··· Source extract ···

Here my intention is to describe you about 3 main types of NNs namely Feed-forward NNs, Convolutional NNs and Recurrent NNs.

Let me explain these NN types one by one.

Feed-forward Neural Networks.

Feed-forward Neural Network is made of neurons which are core processing units of the network. This NN is mainly composed of 3 main layers. They are,

• Input layer
• Hidden layers
• Output layer

Input layer is responsible for taking inputs. Between the input layer and the output layer the hidden layers are situated. There can be more than one hidden layers in a feed-forward neural network. When number of hidden layers increase, the accuracy of prediction is also getting higher. Most of the computation required by network happens in the hidden layer.

Let’s see what functions are taking place inside these layers during an image based classification process in detail.

• Image is made of pixels. When the image is given as the input to the network, input image is broken in to pixels and each pixel is taken as input to each neuron of the input layer.

• Neurons of one layer are connected to neurons of the next layer via channels. 
• Each of these channels is attached with a unique numerical value called 'weight'. 
• The inputs are multiplied to the corresponding weights and their sum is sent as input to the neurons in the hidden layer. 
• Each of these neurons is associated with a numerical value called bias. 
• Then the bias is added to the input sum. 
• After that the result obtained is passed through a threshold function named ‘Activation Function’. The output of the activation function decides whether the neurons of the next layer should get activated or not. 
• The activated neurons by the activated function propagate data through the network via connected channels. 
• The same process will occur over and over again until reaching the second last layer of the network.

This process can be termed as ‘Forward Propagation’.

• In the output layer the neuron with the highest value determines the output.

Convolutional Neural Network (CNN).

Moving to CNN it is a multi-layer neural network with a special architecture used for deep learning. A CNN architecture is mainly composed of 4 layers: convolutional layer, pooling layer, ReLU layer and fully-connected layer. CNN has been significantly used in image based classification as it removes the necessity for feature extraction by using image processing tools. 

Let’s talk about topology of CNN in detail by discussing the functionality of each layer of this network.

Input Layer.

Input images are fed to input layer.

Convolutional Layer.

Primary task of convolutional layer is to extract significant features from the image input. Here every image is considered as a matrix of pixel values.  

As shown in the above picture, ‘I’ is the pixel values of the input image as a matrix. ‘K’ is known as several names such as ‘Filter’, ‘Kernel’, ‘Feature detector’. The kernel slides over the pixel matrix of the image. Here the size of the kernel is 3x3 and corresponding 3x3 section is selected from I at a time by sliding. Then 2 corresponding values in same position of the 2 matrices are multiplied as shown above. Then those multiplied values are added together.

 [(1x1) +(0x0) +(0x1) +(1x0) +(1x1) +(0x0) +(1x1) +(1x0) +(1x1)]

The resultant value (=4) can be seen in the ‘feature map’. 
When number of filters increase, more image features can be extracted.

ReLU Layer.

This layer introduces non-linearity in CNN.

Pooling Layer.

Pooling layer acts further as a feature extractor. It reduces the dimensions of feature map and retain most significant features of the image needed for the image classification.

Advantages of pooling are, it makes the feature dimension smaller and more manageable. Therefore, this is also known as sub sampling.

There are 3 types of pooling known as,

•       max pooling - picks the maximum value from the selected region.

··· Given information ···

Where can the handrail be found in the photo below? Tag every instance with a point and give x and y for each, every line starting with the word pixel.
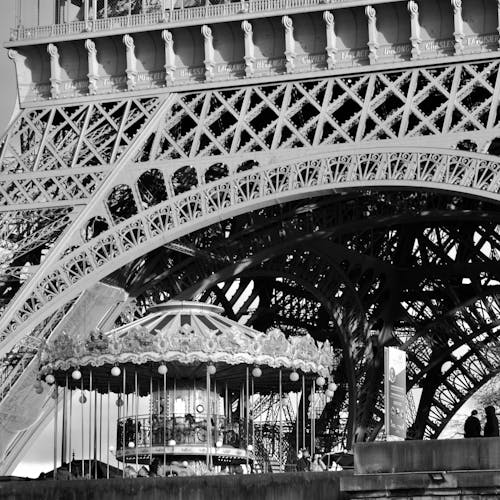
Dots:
pixel 172 16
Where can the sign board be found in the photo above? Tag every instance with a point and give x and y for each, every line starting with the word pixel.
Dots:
pixel 395 393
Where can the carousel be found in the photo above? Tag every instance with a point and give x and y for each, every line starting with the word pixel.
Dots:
pixel 185 385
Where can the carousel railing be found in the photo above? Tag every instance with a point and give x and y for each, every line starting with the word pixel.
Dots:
pixel 146 431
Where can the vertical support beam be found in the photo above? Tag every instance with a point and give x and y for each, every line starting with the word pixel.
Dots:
pixel 371 15
pixel 93 74
pixel 55 71
pixel 415 29
pixel 209 60
pixel 249 48
pixel 289 44
pixel 331 39
pixel 459 26
pixel 168 41
pixel 131 62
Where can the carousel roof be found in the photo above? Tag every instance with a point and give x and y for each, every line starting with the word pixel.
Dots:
pixel 181 333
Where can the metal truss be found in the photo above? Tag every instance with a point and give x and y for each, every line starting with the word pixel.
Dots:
pixel 286 187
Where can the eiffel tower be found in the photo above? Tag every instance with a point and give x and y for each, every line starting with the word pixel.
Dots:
pixel 328 167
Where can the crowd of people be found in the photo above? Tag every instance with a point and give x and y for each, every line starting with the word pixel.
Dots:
pixel 472 426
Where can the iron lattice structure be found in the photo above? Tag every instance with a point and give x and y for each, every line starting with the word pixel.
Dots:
pixel 359 207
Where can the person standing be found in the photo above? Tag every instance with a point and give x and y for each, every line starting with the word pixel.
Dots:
pixel 472 426
pixel 491 425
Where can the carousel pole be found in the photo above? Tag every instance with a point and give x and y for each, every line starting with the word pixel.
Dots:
pixel 247 414
pixel 123 419
pixel 150 420
pixel 253 418
pixel 311 418
pixel 100 427
pixel 164 422
pixel 136 397
pixel 280 442
pixel 303 412
pixel 56 401
pixel 107 435
pixel 64 429
pixel 207 389
pixel 90 425
pixel 70 427
pixel 82 401
pixel 95 434
pixel 297 424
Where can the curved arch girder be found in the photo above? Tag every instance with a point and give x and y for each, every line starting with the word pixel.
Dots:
pixel 463 173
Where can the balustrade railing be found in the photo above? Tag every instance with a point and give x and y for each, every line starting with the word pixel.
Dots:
pixel 178 14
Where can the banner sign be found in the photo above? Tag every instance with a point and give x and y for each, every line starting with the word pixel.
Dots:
pixel 395 393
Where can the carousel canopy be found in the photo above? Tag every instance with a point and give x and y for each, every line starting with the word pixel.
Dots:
pixel 186 337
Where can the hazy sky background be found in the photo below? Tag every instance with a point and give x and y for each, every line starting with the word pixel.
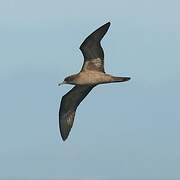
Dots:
pixel 121 131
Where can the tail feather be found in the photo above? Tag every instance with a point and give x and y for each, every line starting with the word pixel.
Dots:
pixel 120 79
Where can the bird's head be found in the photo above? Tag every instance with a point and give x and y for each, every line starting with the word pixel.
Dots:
pixel 68 80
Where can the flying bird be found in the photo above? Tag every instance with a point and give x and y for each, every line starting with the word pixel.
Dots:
pixel 92 73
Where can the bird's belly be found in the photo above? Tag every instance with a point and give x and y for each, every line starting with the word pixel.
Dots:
pixel 92 78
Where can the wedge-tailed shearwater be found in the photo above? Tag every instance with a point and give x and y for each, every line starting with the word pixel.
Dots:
pixel 91 74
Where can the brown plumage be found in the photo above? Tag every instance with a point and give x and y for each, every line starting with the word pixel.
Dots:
pixel 91 74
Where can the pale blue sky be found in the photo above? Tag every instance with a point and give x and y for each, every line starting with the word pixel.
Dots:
pixel 121 131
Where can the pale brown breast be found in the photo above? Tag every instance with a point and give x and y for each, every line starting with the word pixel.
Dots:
pixel 92 77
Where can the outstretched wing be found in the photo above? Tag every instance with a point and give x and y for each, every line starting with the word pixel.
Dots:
pixel 69 104
pixel 92 50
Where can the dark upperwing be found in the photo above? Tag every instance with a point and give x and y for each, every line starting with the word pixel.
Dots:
pixel 69 104
pixel 92 50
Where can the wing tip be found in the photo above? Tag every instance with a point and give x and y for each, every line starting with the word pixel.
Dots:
pixel 100 32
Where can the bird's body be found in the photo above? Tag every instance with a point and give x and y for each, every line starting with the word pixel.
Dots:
pixel 91 74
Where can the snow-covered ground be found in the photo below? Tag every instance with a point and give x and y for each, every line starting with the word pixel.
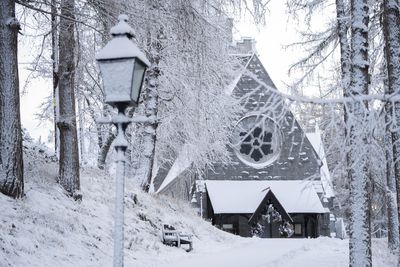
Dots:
pixel 46 228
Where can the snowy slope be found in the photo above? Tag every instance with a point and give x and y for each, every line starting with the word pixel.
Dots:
pixel 46 228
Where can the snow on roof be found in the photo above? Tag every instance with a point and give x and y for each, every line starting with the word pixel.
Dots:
pixel 231 86
pixel 296 196
pixel 181 163
pixel 316 142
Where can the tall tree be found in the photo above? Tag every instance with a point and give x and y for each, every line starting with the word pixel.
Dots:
pixel 11 163
pixel 69 155
pixel 391 33
pixel 358 138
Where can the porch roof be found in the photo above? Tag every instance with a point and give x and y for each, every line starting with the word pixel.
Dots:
pixel 238 197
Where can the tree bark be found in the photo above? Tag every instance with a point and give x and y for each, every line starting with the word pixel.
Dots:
pixel 360 234
pixel 69 155
pixel 11 158
pixel 391 33
pixel 54 58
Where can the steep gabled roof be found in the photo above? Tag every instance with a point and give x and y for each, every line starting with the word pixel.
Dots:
pixel 269 198
pixel 244 197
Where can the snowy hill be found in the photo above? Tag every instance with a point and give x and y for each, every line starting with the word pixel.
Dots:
pixel 47 228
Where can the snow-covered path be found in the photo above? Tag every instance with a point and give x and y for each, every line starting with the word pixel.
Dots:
pixel 271 252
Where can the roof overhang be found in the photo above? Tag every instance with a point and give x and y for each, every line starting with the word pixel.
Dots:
pixel 244 197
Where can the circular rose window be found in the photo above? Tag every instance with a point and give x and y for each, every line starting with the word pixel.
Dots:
pixel 257 140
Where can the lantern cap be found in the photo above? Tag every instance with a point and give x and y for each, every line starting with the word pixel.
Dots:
pixel 122 27
pixel 120 46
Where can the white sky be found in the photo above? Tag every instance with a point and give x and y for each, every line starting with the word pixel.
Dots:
pixel 270 41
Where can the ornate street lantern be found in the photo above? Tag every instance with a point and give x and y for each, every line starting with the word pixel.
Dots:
pixel 122 66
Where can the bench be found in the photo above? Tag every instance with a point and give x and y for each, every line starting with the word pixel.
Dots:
pixel 172 237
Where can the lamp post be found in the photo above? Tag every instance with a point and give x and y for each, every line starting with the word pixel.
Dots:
pixel 122 66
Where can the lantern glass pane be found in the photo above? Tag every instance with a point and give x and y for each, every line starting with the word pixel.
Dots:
pixel 138 74
pixel 117 79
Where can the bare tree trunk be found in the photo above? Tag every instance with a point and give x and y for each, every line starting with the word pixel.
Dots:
pixel 342 29
pixel 391 199
pixel 69 155
pixel 360 234
pixel 54 57
pixel 11 160
pixel 391 33
pixel 147 132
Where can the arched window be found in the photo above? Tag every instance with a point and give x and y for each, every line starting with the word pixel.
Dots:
pixel 257 140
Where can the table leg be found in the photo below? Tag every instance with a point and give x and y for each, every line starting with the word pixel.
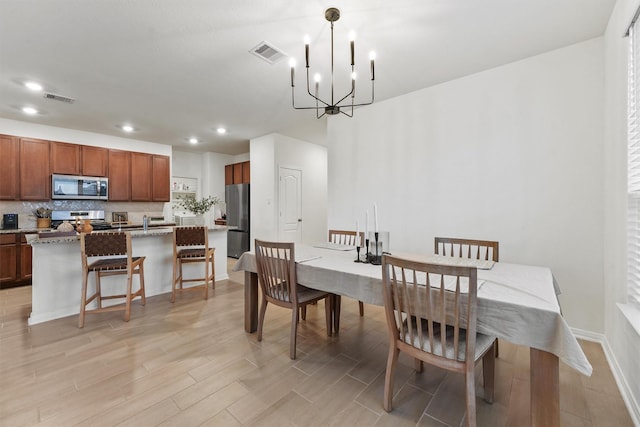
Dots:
pixel 250 301
pixel 545 388
pixel 337 299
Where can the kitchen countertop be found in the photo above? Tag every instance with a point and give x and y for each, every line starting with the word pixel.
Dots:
pixel 34 239
pixel 113 228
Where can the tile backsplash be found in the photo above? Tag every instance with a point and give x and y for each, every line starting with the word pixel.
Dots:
pixel 136 210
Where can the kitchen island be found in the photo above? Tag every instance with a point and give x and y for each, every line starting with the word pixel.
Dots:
pixel 57 269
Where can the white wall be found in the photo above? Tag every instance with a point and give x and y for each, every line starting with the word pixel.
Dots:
pixel 208 169
pixel 512 154
pixel 622 340
pixel 268 154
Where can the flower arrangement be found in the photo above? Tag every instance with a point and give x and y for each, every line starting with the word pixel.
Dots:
pixel 198 207
pixel 42 212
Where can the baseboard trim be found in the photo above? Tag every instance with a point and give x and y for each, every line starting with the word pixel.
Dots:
pixel 632 406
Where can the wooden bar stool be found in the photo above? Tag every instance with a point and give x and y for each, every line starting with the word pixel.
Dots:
pixel 102 254
pixel 191 245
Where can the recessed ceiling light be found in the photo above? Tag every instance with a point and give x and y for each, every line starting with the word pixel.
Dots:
pixel 33 86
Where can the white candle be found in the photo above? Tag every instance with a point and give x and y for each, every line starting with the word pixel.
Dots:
pixel 366 224
pixel 375 218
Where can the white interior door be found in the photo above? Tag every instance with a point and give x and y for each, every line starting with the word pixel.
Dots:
pixel 290 205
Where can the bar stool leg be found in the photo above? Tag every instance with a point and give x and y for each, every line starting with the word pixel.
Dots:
pixel 141 276
pixel 83 299
pixel 174 280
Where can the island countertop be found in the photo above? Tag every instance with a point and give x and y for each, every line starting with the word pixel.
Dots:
pixel 50 237
pixel 57 268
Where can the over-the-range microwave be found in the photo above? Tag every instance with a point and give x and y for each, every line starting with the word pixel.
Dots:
pixel 73 187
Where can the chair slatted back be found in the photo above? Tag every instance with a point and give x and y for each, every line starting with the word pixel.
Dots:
pixel 429 306
pixel 277 270
pixel 467 248
pixel 345 237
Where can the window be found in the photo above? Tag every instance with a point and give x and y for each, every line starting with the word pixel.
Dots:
pixel 633 167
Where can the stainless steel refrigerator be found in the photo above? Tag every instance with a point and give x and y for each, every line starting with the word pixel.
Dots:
pixel 237 201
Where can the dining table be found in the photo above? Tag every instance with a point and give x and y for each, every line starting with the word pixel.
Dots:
pixel 517 303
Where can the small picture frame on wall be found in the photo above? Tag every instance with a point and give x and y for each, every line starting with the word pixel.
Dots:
pixel 119 218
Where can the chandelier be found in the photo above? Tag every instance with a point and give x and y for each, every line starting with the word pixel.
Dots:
pixel 323 107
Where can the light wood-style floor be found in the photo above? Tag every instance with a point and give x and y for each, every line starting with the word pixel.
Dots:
pixel 191 363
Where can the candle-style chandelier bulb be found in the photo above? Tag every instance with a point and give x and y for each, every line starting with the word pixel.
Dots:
pixel 323 107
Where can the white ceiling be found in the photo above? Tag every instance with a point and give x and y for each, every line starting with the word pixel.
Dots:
pixel 176 69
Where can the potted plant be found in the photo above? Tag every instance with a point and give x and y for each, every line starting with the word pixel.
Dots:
pixel 43 217
pixel 199 207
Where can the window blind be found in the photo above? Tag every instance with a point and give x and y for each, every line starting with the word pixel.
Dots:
pixel 633 168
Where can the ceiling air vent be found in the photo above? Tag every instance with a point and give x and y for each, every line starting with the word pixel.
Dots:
pixel 59 98
pixel 268 52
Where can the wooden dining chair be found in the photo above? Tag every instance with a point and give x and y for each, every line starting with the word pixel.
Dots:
pixel 468 248
pixel 431 313
pixel 191 245
pixel 108 254
pixel 277 278
pixel 348 238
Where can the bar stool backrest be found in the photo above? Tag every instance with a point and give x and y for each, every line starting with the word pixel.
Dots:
pixel 191 236
pixel 105 244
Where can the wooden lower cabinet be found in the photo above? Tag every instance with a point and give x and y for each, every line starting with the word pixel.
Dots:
pixel 15 260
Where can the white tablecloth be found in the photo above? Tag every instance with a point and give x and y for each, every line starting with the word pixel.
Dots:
pixel 517 303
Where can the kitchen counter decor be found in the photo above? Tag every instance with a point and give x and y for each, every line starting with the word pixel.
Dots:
pixel 43 217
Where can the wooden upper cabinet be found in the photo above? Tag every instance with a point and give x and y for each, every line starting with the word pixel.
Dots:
pixel 141 169
pixel 35 170
pixel 65 158
pixel 95 161
pixel 246 172
pixel 119 175
pixel 161 179
pixel 10 149
pixel 228 175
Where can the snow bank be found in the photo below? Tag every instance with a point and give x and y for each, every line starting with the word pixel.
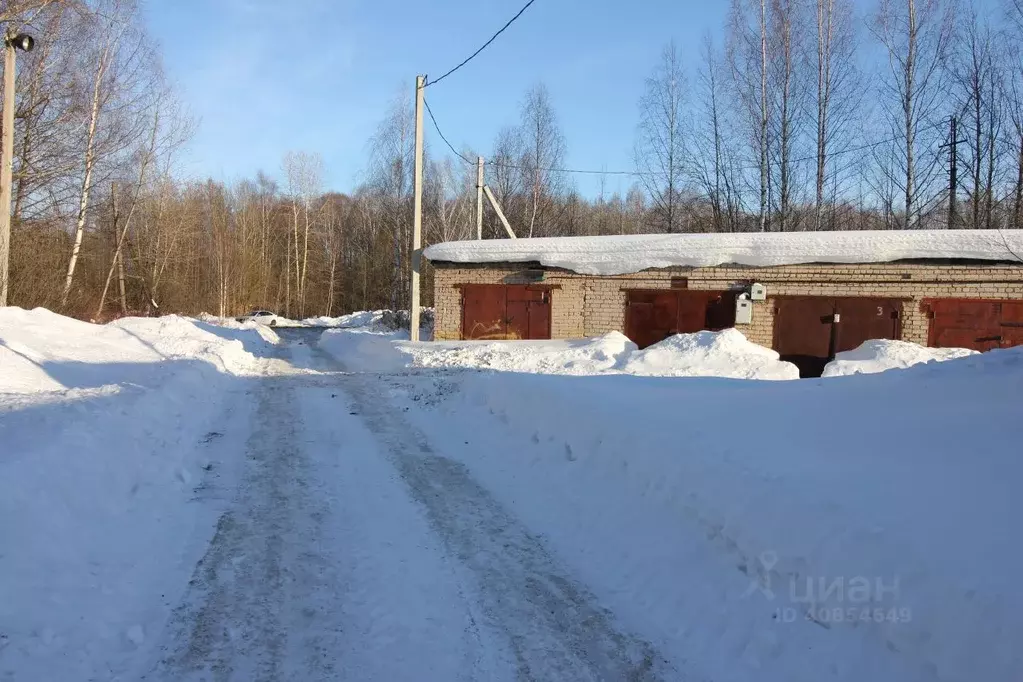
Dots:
pixel 725 354
pixel 797 531
pixel 626 254
pixel 109 436
pixel 43 351
pixel 363 318
pixel 881 355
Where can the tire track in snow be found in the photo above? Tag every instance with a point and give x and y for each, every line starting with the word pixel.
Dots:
pixel 556 628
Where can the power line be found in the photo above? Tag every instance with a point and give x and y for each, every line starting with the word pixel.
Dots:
pixel 747 168
pixel 439 132
pixel 484 46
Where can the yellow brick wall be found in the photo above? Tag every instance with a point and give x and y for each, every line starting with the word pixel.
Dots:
pixel 588 306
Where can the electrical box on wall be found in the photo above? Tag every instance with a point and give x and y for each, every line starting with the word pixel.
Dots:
pixel 744 310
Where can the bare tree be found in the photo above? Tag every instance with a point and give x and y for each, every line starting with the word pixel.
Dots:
pixel 543 151
pixel 661 144
pixel 748 57
pixel 917 36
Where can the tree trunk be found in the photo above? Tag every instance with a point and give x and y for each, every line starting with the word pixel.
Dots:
pixel 90 160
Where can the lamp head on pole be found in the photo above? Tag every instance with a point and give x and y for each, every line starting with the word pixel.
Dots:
pixel 23 41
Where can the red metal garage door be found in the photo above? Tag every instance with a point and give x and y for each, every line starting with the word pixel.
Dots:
pixel 653 315
pixel 977 324
pixel 863 319
pixel 809 330
pixel 505 311
pixel 803 332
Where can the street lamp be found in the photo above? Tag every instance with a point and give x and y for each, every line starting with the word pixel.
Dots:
pixel 24 42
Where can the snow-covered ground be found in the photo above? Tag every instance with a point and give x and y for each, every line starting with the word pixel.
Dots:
pixel 108 437
pixel 855 530
pixel 183 501
pixel 882 355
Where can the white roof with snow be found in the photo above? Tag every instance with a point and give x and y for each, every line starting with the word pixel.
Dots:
pixel 621 255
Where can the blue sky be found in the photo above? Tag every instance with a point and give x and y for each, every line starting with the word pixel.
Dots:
pixel 264 77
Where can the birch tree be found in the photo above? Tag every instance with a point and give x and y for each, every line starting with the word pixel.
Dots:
pixel 661 142
pixel 748 58
pixel 917 36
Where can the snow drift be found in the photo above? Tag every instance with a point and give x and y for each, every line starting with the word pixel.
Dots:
pixel 106 437
pixel 724 353
pixel 854 530
pixel 44 351
pixel 881 355
pixel 626 254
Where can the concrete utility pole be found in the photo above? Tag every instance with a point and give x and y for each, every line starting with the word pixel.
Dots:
pixel 413 317
pixel 20 42
pixel 479 197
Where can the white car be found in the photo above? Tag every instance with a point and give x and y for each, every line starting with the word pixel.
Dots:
pixel 260 317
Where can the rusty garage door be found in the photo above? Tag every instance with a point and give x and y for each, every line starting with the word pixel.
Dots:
pixel 505 311
pixel 653 315
pixel 977 324
pixel 809 330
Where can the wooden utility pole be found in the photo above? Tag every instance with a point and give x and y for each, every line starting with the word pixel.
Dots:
pixel 118 253
pixel 952 173
pixel 6 165
pixel 500 214
pixel 413 316
pixel 479 197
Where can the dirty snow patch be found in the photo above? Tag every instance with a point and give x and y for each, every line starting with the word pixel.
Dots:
pixel 725 354
pixel 626 254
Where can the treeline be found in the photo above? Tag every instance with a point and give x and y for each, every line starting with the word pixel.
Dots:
pixel 808 115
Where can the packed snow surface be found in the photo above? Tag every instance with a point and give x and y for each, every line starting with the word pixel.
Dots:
pixel 627 254
pixel 184 501
pixel 108 434
pixel 882 355
pixel 725 354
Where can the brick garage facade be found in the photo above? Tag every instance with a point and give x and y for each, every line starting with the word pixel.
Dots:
pixel 590 305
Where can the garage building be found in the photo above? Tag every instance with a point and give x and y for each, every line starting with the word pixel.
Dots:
pixel 807 294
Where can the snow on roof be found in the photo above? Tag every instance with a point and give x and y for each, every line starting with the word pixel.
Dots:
pixel 621 255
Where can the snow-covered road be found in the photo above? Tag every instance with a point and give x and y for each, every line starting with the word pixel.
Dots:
pixel 354 549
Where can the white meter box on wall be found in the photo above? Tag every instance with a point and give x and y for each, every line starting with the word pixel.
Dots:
pixel 744 310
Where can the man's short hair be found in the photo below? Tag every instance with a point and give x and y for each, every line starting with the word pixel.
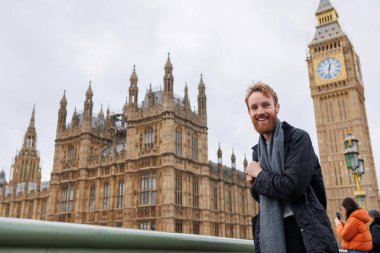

···

→ **Tasks to perform**:
• A. Answer these questions using the neural network text above:
(i) Which three main layers make up a feed-forward neural network?
(ii) What name does the text give to the process of passing data through the network until the second last layer is reached?
(iii) What does the ReLU layer introduce in a CNN?
• B. Reproduce word for word the part of the neural network text from "Primary task of" down to "the ‘feature map’.".

→ **Solutions to the exercise**:
• A.
(i) The input layer, the hidden layers and the output layer.
(ii) Forward Propagation.
(iii) Non-linearity.

• B.
Primary task of convolutional layer is to extract significant features from the image input. Here every image is considered as a matrix of pixel values.  

As shown in the above picture, ‘I’ is the pixel values of the input image as a matrix. ‘K’ is known as several names such as ‘Filter’, ‘Kernel’, ‘Feature detector’. The kernel slides over the pixel matrix of the image. Here the size of the kernel is 3x3 and corresponding 3x3 section is selected from I at a time by sliding. Then 2 corresponding values in same position of the 2 matrices are multiplied as shown above. Then those multiplied values are added together.

 [(1x1) +(0x0) +(0x1) +(1x0) +(1x1) +(0x0) +(1x1) +(1x0) +(1x1)]

The resultant value (=4) can be seen in the ‘feature map’.